Trecho do texto ->
..........

Metodologia A análise documental foi aplicada aos decretos, portarias, cartilhas e manuais que guardam a memória da construção das políticas públicas no âmbito federal. No Distrito Federal, vários documentos se mostraram importantes para revelar as medidas que foram tomadas para proteger a PSR do adoecimento.
No primeiro bloco, os documentos foram analisados separadamente, mas respeitando o cruzamento e a relação entre eles, alguns foram incluídos nas análises nominadas dos documentos com mais envergadura. Os analisados a fundo trazem discursos fundadores para a política.
No segundo bloco, a análise foi feita considerando-se o conjunto dos documentos e sistematizada num grande quadro evidenciando as palavras plenas e as vozes encontradas em cada texto, separadas por tipo de documento.
Os documentos foram buscados nos sites oficiais do governo federal e a cada referência encontrada foi necessário ampliar o acervo empírico da pesquisa. Na fase da pandemia, as discussões com a militância dos movimentos sociais e gestores que elaboraram o Plano Intersetorial para atendimento a PSR deram acesso à grande produção de documentos para garantia de direitos na conjuntura da calamidade pública.
Resultados e Discussão Os documentos dialogam entre si e fazem do referenciamento de outros documentos suas afirmações enquanto instrumentos de garantia de direitos. As políticas públicas de saúde, estão pautadas no acesso e baseadas na heterogeneidade da PSR.

..........

O que produzir ->
Prossiga o texto sobre a análise documental de políticas públicas a partir da última frase apresentada. As entradas formam um material à parte, independente do texto sobre a análise documental de políticas públicas.

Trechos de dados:
..........

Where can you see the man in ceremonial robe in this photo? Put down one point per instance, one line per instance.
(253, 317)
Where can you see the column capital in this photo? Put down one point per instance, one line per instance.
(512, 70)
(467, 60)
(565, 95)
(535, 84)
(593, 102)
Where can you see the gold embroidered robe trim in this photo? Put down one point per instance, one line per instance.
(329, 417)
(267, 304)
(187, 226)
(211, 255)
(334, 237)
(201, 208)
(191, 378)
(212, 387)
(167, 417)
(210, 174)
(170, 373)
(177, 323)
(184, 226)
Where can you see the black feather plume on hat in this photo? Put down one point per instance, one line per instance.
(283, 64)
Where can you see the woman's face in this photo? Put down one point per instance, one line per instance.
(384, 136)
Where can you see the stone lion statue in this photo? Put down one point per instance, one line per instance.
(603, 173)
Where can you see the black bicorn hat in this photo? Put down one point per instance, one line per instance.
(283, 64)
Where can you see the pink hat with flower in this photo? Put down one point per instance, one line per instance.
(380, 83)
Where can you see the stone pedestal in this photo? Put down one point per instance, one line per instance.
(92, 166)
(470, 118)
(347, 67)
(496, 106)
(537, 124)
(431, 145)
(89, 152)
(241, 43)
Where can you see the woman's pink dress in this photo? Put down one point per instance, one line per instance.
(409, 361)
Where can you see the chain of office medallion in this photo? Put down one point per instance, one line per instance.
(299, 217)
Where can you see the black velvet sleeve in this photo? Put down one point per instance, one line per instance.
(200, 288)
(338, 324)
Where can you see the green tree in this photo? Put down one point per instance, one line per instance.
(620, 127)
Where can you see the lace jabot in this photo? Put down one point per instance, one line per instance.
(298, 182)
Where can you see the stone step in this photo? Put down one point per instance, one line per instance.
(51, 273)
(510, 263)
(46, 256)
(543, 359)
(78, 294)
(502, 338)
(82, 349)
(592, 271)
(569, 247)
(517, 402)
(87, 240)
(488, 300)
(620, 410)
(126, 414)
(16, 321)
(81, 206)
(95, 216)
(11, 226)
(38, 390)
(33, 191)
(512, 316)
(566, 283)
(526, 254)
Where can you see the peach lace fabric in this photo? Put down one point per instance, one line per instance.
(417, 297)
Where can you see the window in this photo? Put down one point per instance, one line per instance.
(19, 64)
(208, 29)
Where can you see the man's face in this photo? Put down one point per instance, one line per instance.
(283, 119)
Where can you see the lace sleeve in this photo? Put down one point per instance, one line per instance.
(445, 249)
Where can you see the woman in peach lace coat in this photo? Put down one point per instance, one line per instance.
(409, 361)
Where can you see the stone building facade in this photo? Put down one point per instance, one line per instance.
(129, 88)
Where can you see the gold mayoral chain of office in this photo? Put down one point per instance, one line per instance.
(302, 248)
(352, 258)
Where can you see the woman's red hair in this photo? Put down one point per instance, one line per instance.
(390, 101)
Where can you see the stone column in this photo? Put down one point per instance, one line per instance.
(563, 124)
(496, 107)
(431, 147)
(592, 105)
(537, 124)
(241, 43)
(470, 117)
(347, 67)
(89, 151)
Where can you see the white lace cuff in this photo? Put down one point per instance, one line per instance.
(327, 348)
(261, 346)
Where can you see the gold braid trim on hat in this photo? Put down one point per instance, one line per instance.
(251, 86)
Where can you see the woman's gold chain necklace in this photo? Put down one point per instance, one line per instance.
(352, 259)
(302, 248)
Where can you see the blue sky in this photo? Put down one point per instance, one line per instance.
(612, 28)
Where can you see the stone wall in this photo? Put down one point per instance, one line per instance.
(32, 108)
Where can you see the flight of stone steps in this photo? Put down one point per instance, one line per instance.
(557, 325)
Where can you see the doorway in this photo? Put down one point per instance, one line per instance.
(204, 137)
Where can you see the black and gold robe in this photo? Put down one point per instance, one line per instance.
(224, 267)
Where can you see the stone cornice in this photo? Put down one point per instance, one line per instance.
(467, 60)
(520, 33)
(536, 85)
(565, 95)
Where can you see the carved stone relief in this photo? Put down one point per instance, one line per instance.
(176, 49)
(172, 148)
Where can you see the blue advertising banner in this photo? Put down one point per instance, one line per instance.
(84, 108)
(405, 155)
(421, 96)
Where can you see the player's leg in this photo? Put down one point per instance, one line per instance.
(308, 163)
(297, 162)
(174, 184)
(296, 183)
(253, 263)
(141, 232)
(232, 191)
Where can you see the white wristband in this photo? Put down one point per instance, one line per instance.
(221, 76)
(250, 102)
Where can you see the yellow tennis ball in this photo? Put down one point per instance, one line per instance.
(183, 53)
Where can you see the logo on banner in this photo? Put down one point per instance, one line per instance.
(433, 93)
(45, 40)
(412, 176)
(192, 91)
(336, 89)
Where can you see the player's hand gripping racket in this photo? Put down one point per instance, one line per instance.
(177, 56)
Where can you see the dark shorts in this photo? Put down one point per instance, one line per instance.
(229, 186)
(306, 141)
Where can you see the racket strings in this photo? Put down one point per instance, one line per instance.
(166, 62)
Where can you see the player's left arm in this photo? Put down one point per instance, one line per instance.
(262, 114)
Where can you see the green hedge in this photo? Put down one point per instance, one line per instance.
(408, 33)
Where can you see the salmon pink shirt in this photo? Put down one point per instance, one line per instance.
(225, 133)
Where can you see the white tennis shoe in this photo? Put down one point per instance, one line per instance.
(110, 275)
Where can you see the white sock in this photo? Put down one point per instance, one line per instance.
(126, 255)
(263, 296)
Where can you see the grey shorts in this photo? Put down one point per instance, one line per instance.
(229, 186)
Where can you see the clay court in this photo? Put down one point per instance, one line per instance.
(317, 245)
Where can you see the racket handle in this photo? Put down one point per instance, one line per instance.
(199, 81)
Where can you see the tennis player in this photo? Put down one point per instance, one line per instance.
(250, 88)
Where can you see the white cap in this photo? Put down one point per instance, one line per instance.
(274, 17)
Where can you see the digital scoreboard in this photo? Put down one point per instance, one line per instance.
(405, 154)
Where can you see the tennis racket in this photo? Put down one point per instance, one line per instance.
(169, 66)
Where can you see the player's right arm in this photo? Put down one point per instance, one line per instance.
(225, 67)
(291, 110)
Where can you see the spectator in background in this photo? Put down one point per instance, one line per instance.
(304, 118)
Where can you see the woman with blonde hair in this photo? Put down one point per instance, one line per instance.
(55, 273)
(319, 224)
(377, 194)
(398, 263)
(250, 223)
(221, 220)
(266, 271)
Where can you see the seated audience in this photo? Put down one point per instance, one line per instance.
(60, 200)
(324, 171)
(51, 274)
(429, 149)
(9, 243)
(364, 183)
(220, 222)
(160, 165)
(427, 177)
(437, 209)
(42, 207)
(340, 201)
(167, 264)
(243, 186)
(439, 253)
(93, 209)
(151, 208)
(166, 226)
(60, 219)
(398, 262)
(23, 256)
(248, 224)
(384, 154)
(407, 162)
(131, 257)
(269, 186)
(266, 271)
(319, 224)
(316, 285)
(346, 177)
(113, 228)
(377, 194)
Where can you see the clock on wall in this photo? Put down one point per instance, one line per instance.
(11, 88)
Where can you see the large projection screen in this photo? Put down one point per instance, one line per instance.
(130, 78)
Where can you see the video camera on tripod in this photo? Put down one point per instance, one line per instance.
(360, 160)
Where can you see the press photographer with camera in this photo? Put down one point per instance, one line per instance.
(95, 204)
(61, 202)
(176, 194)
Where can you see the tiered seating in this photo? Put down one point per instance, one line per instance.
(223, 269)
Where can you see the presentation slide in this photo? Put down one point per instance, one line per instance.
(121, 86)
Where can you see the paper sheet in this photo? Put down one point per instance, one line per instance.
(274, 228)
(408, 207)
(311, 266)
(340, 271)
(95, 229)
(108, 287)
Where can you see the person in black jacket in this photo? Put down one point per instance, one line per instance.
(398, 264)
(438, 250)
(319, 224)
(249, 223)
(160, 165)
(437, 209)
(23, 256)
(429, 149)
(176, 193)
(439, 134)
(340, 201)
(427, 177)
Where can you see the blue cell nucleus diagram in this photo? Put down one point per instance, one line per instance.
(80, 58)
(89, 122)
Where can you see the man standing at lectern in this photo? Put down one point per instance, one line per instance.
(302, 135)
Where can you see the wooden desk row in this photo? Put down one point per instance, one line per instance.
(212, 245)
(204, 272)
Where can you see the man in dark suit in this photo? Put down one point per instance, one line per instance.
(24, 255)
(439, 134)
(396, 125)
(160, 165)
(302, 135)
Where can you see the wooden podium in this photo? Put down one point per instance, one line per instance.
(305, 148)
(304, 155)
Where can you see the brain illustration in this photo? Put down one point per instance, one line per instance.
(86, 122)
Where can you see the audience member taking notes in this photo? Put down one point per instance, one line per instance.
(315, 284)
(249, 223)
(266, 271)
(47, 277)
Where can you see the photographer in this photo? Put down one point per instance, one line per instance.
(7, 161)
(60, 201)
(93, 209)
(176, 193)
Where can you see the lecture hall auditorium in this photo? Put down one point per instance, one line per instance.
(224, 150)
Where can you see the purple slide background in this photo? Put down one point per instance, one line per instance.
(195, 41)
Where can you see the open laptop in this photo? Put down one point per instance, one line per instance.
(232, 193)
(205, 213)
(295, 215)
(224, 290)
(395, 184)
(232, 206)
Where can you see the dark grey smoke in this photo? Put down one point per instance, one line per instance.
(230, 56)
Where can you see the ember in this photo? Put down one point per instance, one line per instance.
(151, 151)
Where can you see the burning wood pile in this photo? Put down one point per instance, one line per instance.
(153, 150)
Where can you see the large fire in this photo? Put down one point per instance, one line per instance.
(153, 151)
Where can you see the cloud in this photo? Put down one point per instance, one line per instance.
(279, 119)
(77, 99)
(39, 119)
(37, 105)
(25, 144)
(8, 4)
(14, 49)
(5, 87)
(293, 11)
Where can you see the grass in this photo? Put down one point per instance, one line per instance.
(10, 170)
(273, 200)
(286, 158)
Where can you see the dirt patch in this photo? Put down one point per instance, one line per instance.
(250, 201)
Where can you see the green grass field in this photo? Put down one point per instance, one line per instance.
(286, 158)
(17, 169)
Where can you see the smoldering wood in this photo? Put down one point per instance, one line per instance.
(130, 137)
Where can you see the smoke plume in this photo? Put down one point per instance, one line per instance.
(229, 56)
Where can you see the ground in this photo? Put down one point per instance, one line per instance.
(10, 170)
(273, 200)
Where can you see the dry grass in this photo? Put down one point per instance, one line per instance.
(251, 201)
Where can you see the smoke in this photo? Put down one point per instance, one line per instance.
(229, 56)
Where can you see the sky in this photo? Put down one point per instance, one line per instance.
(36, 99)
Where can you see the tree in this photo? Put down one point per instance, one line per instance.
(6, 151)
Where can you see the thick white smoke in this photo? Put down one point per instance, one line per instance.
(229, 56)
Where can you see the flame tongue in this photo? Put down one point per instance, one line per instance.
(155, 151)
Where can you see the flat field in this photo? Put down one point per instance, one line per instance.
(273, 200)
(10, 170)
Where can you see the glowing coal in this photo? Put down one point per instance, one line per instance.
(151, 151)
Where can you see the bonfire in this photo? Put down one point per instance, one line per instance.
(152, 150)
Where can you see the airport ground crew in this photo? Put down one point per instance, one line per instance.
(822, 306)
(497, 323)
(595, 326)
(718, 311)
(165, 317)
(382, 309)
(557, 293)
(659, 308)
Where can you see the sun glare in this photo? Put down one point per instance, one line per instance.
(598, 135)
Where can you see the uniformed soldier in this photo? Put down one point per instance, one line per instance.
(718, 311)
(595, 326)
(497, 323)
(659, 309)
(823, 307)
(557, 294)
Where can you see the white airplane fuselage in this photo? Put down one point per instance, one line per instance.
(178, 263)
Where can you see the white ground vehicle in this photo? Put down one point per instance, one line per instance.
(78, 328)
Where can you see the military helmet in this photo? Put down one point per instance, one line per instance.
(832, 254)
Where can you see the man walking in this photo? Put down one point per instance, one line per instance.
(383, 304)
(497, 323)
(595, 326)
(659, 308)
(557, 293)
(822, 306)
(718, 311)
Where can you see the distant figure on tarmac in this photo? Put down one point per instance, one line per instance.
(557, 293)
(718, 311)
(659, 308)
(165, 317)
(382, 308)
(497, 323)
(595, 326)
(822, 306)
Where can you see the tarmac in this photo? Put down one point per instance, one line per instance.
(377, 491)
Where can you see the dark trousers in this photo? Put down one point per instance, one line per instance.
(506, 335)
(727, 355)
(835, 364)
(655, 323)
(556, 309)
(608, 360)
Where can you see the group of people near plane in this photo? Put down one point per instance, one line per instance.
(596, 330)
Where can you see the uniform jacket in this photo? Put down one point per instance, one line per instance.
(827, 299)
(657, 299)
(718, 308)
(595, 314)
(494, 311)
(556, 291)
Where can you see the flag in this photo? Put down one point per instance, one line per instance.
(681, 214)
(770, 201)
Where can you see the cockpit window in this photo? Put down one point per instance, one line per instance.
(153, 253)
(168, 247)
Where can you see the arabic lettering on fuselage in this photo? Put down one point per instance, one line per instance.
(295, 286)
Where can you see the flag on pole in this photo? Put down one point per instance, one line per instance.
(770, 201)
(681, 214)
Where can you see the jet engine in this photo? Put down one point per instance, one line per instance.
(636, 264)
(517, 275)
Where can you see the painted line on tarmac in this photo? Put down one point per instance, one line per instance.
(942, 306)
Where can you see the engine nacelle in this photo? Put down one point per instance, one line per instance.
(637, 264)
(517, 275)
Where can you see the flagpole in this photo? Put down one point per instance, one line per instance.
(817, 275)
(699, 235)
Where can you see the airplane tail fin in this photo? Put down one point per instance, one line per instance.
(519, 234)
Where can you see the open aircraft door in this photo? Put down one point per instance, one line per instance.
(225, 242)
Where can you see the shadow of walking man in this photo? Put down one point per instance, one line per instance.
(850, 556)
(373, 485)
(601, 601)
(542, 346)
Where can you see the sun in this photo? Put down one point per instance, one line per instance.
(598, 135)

..........

Resposta ->
A heterogeneidade é a principal palavra nos discursos das políticas públicas. A heterogeneidade fala dos motivos que os levaram as ruas, por várias questões relacionadas às crises econômicas e políticas, a problemas de saúde, violência. Também da forma como se posicionam nas ruas, e suas relações numa rua tão diversa de possibilidades quanto de violações.
Acesso é a palavra mais plena de sentido nos documentos que implantam a estratégia dos consultórios na rua como oferta de serviços de saúde para a PSR. Esse acesso tem o objetivo de romper com as barreiras e violências institucionais enfrentadas pelas pessoas da rua.
O corpo que surge dos discursos é o corpo como espaço de ação da política pública, onde o biopoder é exercido. O corpo que emerge nas políticas é o que é responsável pela sua saúde e seu adoecimento, é sobre essa concepção que age o biopoder, controlando os corpos para que não adoeçam.
Durante a pandemia, os sentidos construídos pelos documentos produzidos pela Sedes/DF era de que os alojamentos eram necessários para proteger a população em geral. A PSR era considerada um vetor de disseminação do vírus. Nos discursos, se mantêm a crítica ao higienismo, mas alegam que, naquele momento, era necessário eleger ações prioritárias e abrigar as pessoas, porque na rua a dificuldade de manejo seria bem maior. Por várias entradas, a partir de vários interlocutores e com diferentes interesses subjacentes, o discurso higienista da internação, da exclusão do convívio social ganha centralidade durante a pandemia.
Conclusões/Considerações finais A participação e o controle social, além do reconhecimento de outros saberes permitiram, após séculos de exclusão, que o mínimo de direitos fosse garantido à PSR. Todas as garantias possíveis durante a pandemia estão baseadas na Política Nacional para a População em Situação de Rua.
Quando uma pessoa da rua grita que é mais que um usuário de drogas, e um governo escuta e se compromete em ampliar seus direitos, esse governo enfrenta as desigualdades, superando as estruturas que sustentam as formas de produção da inexistência (Santos, 2000). A escuta e esse acolhimento quebram elos nas correntes hegemônicas que dominam os poderes e os saberes, posicionam melhor as pessoas em situação de rua.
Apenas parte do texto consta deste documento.